# REQUIRED TASK:
Find each line in the records that contains the word "Target", and copy those lines out in full.
══ RAW DATA ══
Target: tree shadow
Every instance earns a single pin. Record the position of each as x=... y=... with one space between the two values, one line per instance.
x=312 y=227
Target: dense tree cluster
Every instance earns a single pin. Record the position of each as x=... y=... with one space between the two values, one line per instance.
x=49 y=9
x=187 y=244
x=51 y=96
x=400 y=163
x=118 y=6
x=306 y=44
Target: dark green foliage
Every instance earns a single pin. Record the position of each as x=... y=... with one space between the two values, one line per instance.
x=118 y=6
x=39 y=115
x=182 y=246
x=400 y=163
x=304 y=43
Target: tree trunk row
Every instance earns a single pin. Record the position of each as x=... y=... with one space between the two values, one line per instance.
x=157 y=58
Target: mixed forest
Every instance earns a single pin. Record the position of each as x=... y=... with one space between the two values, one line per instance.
═══
══ RAW DATA ══
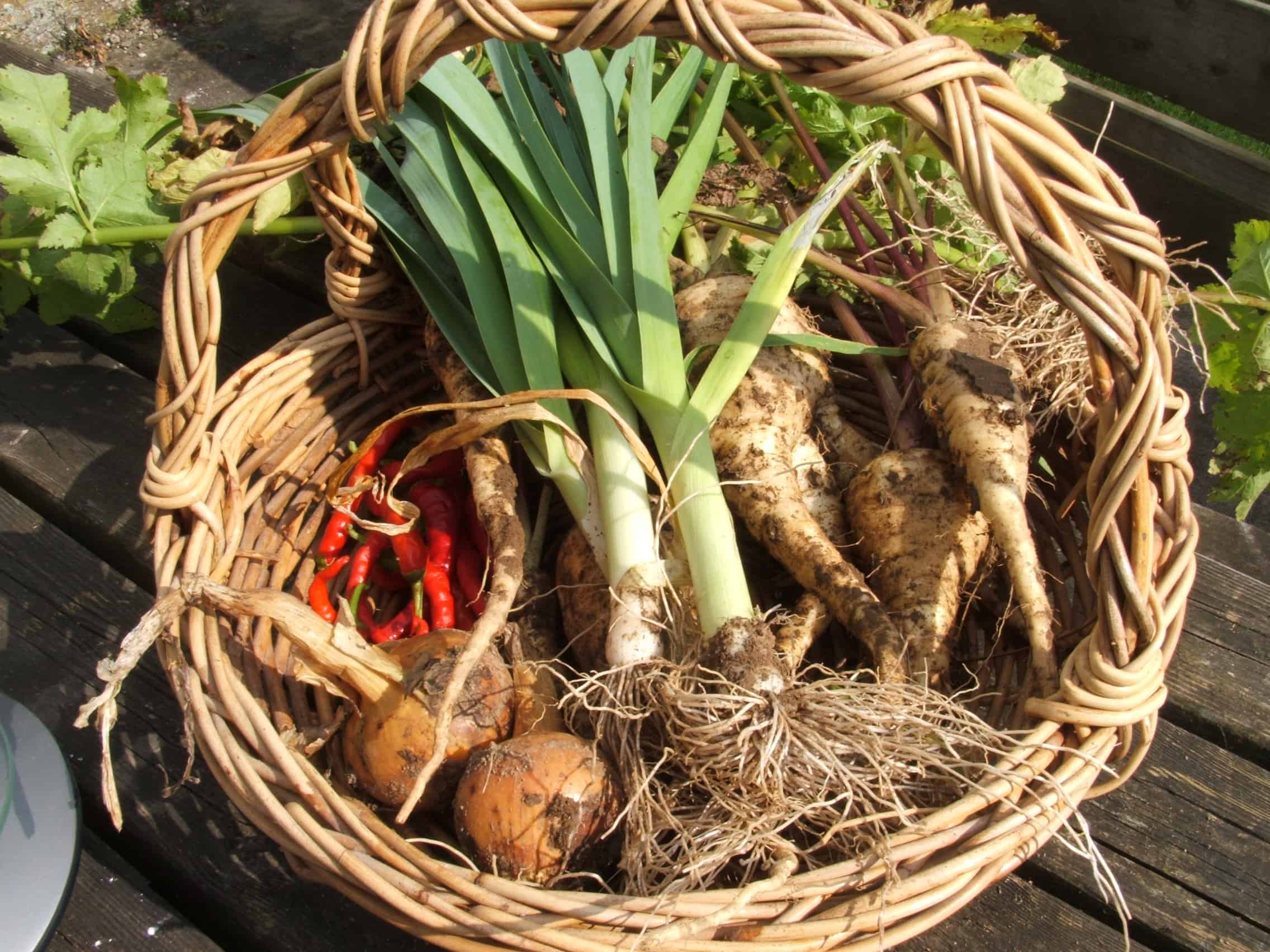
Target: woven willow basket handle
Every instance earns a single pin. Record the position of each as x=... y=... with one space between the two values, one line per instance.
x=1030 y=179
═══
# EXERCISE SOLUTION:
Target: tree shadow
Target: dense tree cluster
Target: dark green foliage
Target: tree trunk row
Target: mixed forest
Target: woven willow basket handle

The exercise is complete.